» **YOUR INSTRUCTIONS**
Lay out every line of the entries below as a Markdown table with two columns, Row and Line, numbering each row and leaving out blank lines.

» **GIVEN DATA**

-- BEGIN --

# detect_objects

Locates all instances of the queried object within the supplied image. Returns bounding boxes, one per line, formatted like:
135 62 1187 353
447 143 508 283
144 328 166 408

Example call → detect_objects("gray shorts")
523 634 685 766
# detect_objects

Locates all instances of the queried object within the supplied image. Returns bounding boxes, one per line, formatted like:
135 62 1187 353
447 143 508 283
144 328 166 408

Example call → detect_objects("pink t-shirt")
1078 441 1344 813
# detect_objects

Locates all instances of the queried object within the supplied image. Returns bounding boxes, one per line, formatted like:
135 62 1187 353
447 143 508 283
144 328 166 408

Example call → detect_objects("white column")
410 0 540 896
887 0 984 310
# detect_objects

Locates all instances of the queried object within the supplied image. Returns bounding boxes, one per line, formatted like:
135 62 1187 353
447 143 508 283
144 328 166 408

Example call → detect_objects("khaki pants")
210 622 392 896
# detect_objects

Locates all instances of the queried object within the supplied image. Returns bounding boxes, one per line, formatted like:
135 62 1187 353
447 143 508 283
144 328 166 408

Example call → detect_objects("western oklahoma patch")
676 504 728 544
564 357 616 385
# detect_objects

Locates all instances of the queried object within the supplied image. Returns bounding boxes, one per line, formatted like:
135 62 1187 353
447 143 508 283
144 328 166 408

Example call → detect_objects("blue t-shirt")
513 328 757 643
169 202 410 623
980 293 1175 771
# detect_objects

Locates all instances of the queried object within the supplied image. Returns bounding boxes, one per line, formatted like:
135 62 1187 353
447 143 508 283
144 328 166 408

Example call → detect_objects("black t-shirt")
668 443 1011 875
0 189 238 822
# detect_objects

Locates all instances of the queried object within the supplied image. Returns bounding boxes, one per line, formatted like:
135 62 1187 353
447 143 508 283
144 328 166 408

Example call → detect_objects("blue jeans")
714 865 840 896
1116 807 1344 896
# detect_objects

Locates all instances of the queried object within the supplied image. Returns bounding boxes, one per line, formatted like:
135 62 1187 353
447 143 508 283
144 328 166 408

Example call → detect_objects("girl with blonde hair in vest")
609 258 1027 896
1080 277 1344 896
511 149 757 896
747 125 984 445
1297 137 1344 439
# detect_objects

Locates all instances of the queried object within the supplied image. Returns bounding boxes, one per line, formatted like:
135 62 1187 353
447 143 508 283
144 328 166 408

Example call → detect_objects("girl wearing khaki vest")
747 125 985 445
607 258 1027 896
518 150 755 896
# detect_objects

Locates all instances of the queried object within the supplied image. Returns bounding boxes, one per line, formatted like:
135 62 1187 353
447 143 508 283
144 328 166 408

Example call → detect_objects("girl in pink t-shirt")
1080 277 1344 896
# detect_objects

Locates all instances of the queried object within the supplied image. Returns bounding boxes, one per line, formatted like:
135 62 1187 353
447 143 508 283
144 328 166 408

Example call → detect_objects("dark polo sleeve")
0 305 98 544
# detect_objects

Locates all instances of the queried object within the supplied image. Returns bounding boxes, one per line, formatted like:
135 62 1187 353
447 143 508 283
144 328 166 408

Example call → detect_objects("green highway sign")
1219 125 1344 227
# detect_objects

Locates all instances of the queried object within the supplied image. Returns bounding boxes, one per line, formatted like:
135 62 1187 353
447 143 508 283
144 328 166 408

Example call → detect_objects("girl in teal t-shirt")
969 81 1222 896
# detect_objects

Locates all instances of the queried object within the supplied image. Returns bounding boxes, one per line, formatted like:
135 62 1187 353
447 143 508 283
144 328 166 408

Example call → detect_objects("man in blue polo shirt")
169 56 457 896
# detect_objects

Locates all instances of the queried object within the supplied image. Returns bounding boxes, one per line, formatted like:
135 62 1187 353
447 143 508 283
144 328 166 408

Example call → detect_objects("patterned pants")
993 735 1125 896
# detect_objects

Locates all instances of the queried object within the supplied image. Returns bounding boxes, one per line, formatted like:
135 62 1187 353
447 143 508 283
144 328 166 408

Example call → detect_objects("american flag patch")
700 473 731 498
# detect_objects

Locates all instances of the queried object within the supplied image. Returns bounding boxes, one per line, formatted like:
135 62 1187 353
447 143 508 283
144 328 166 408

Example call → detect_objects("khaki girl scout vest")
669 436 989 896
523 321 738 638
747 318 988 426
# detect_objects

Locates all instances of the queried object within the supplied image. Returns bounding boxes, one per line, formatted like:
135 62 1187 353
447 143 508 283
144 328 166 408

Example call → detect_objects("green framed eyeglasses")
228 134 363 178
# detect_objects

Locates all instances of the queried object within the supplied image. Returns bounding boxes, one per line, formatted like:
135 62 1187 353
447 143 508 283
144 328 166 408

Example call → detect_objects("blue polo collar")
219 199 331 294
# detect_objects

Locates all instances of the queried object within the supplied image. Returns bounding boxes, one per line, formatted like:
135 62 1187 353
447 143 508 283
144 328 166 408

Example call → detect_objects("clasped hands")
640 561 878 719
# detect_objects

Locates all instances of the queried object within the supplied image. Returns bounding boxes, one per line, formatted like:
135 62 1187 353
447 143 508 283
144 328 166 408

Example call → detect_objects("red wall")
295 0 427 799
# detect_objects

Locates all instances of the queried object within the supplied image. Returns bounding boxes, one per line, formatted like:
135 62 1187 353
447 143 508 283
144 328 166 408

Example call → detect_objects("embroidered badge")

-- END --

» **COMPLETE OUTPUT**
| Row | Line |
|---|---|
| 1 | # detect_objects |
| 2 | Locates all instances of the queried object within the supplied image. Returns bounding boxes, one per line, formatted like: |
| 3 | 135 62 1187 353 |
| 4 | 447 143 508 283 |
| 5 | 144 328 166 408 |
| 6 | Example call → detect_objects("gray shorts") |
| 7 | 523 634 685 766 |
| 8 | # detect_objects |
| 9 | Locates all instances of the queried object within the supplied image. Returns bounding boxes, one per line, formatted like: |
| 10 | 135 62 1187 353 |
| 11 | 447 143 508 283 |
| 12 | 144 328 166 408 |
| 13 | Example call → detect_objects("pink t-shirt") |
| 14 | 1078 441 1344 813 |
| 15 | # detect_objects |
| 16 | Locates all instances of the queried object within the supplied image. Returns bounding boxes, one per line, formatted like: |
| 17 | 135 62 1187 353 |
| 18 | 447 143 508 283 |
| 19 | 144 328 166 408 |
| 20 | Example call → detect_objects("white column") |
| 21 | 410 0 540 896 |
| 22 | 887 0 984 310 |
| 23 | # detect_objects |
| 24 | Locates all instances of the queried object within the supplied image. Returns bounding boxes, one per line, formatted like: |
| 25 | 135 62 1187 353 |
| 26 | 447 143 508 283 |
| 27 | 144 328 166 408 |
| 28 | Example call → detect_objects("khaki pants") |
| 29 | 210 622 392 896 |
| 30 | # detect_objects |
| 31 | Locates all instances of the queried object within the supplied image. Returns bounding boxes, one per line, formatted like: |
| 32 | 135 62 1187 353 |
| 33 | 447 143 508 283 |
| 34 | 144 328 166 408 |
| 35 | Example call → detect_objects("western oklahoma patch") |
| 36 | 676 504 728 544 |
| 37 | 564 357 616 385 |
| 38 | # detect_objects |
| 39 | Locates all instances of the queried object within the supplied image. Returns bounding boxes, one per line, formatted like: |
| 40 | 135 62 1187 353 |
| 41 | 447 143 508 283 |
| 42 | 144 328 166 408 |
| 43 | Example call → detect_objects("blue t-shirt") |
| 44 | 513 328 757 643 |
| 45 | 169 202 410 623 |
| 46 | 980 293 1175 771 |
| 47 | # detect_objects |
| 48 | Locates all instances of the queried object within the supplied image. Returns bounding boxes, one per line, formatted like: |
| 49 | 135 62 1187 353 |
| 50 | 447 143 508 283 |
| 51 | 144 328 166 408 |
| 52 | Example call → detect_objects("black t-shirt") |
| 53 | 668 443 1011 875 |
| 54 | 0 189 238 822 |
| 55 | # detect_objects |
| 56 | Locates all instances of the queried object within the supplied image. Returns bounding boxes, one per line, formatted like: |
| 57 | 135 62 1187 353 |
| 58 | 447 143 508 283 |
| 59 | 144 328 166 408 |
| 60 | Example call → detect_objects("blue jeans") |
| 61 | 714 865 840 896 |
| 62 | 1116 807 1344 896 |
| 63 | # detect_objects |
| 64 | Locates all instances of the queried object within the supplied image. Returns bounding boxes, one per line, formatted like: |
| 65 | 135 62 1187 353 |
| 66 | 447 143 508 283 |
| 67 | 144 328 166 408 |
| 68 | Example call → detect_objects("girl with blonde hair in vest") |
| 69 | 609 258 1027 896 |
| 70 | 1080 277 1344 896 |
| 71 | 511 149 757 896 |
| 72 | 747 125 984 445 |
| 73 | 1297 137 1344 439 |
| 74 | # detect_objects |
| 75 | Locates all instances of the queried object within the supplied image. Returns bounding boxes, one per line, formatted like: |
| 76 | 135 62 1187 353 |
| 77 | 447 143 508 283 |
| 78 | 144 328 166 408 |
| 79 | Example call → detect_objects("girl wearing khaki vest") |
| 80 | 747 125 985 445 |
| 81 | 607 258 1027 896 |
| 82 | 518 150 755 896 |
| 83 | # detect_objects |
| 84 | Locates all instances of the queried object within the supplied image. Returns bounding boxes, one per line, formatted like: |
| 85 | 135 62 1187 353 |
| 86 | 447 143 508 283 |
| 87 | 144 328 166 408 |
| 88 | Example call → detect_objects("girl in pink t-shirt") |
| 89 | 1080 277 1344 896 |
| 90 | # detect_objects |
| 91 | Locates all instances of the queried object within the supplied image. Returns bounding boxes, one per line, formatted like: |
| 92 | 135 62 1187 353 |
| 93 | 447 143 508 283 |
| 94 | 144 328 166 408 |
| 95 | Example call → detect_objects("dark polo sleeve") |
| 96 | 0 305 98 544 |
| 97 | # detect_objects |
| 98 | Locates all instances of the queried object within the supplied image. Returns bounding boxes, one per line, formatted like: |
| 99 | 135 62 1187 353 |
| 100 | 447 143 508 283 |
| 101 | 144 328 166 408 |
| 102 | Example call → detect_objects("green highway sign") |
| 103 | 1219 125 1344 227 |
| 104 | # detect_objects |
| 105 | Locates all instances of the queried object within the supplied image. Returns bounding boxes, one per line, formatted like: |
| 106 | 135 62 1187 353 |
| 107 | 447 143 508 283 |
| 108 | 144 328 166 408 |
| 109 | Example call → detect_objects("girl in teal t-shirt") |
| 110 | 969 81 1222 896 |
| 111 | # detect_objects |
| 112 | Locates all instances of the queried object within the supplied image. Returns bounding boxes, one per line, formatted like: |
| 113 | 135 62 1187 353 |
| 114 | 447 143 508 283 |
| 115 | 144 328 166 408 |
| 116 | Example call → detect_objects("man in blue polo shirt") |
| 117 | 169 56 457 896 |
| 118 | # detect_objects |
| 119 | Locates all instances of the queried object within the supplied image. Returns bounding boxes, one per line, formatted like: |
| 120 | 135 62 1187 353 |
| 121 | 447 143 508 283 |
| 122 | 144 328 166 408 |
| 123 | Example call → detect_objects("patterned pants") |
| 124 | 993 735 1125 896 |
| 125 | # detect_objects |
| 126 | Locates all instances of the queried object within the supplied image. Returns bounding boxes, one per line, formatted like: |
| 127 | 135 62 1187 353 |
| 128 | 447 143 508 283 |
| 129 | 144 328 166 408 |
| 130 | Example call → detect_objects("american flag patch") |
| 131 | 700 473 731 498 |
| 132 | # detect_objects |
| 133 | Locates all instances of the queried object within the supplied image. Returns bounding boxes, one per line, formatted like: |
| 134 | 135 62 1187 353 |
| 135 | 447 143 508 283 |
| 136 | 144 328 166 408 |
| 137 | Example call → detect_objects("khaki girl scout vest") |
| 138 | 669 436 989 896 |
| 139 | 523 321 738 638 |
| 140 | 747 318 988 426 |
| 141 | # detect_objects |
| 142 | Locates all instances of the queried object within the supplied image. Returns bounding boxes, one per line, formatted like: |
| 143 | 135 62 1187 353 |
| 144 | 447 143 508 283 |
| 145 | 144 328 166 408 |
| 146 | Example call → detect_objects("green framed eyeglasses") |
| 147 | 228 134 363 178 |
| 148 | # detect_objects |
| 149 | Locates all instances of the queried object within the supplied image. Returns bounding boxes, one per line, formatted like: |
| 150 | 135 62 1187 353 |
| 151 | 447 143 508 283 |
| 152 | 144 328 166 408 |
| 153 | Example call → detect_objects("blue polo collar") |
| 154 | 219 199 331 294 |
| 155 | # detect_objects |
| 156 | Locates all instances of the queried object within the supplied image. Returns bounding boxes, one per line, formatted like: |
| 157 | 135 62 1187 353 |
| 158 | 447 143 508 283 |
| 159 | 144 328 166 408 |
| 160 | Example call → detect_objects("clasped hands") |
| 161 | 640 561 878 719 |
| 162 | # detect_objects |
| 163 | Locates all instances of the queried object within the supplied image. Returns bounding boxes, one per line, formatted like: |
| 164 | 135 62 1187 353 |
| 165 | 447 143 508 283 |
| 166 | 144 328 166 408 |
| 167 | Example call → detect_objects("red wall") |
| 168 | 295 0 427 799 |
| 169 | # detect_objects |
| 170 | Locates all instances of the queried object within the supplied image. Returns bounding boxes, one per line, formatted like: |
| 171 | 135 62 1187 353 |
| 172 | 447 143 508 283 |
| 173 | 144 328 166 408 |
| 174 | Example call → detect_objects("embroidered badge") |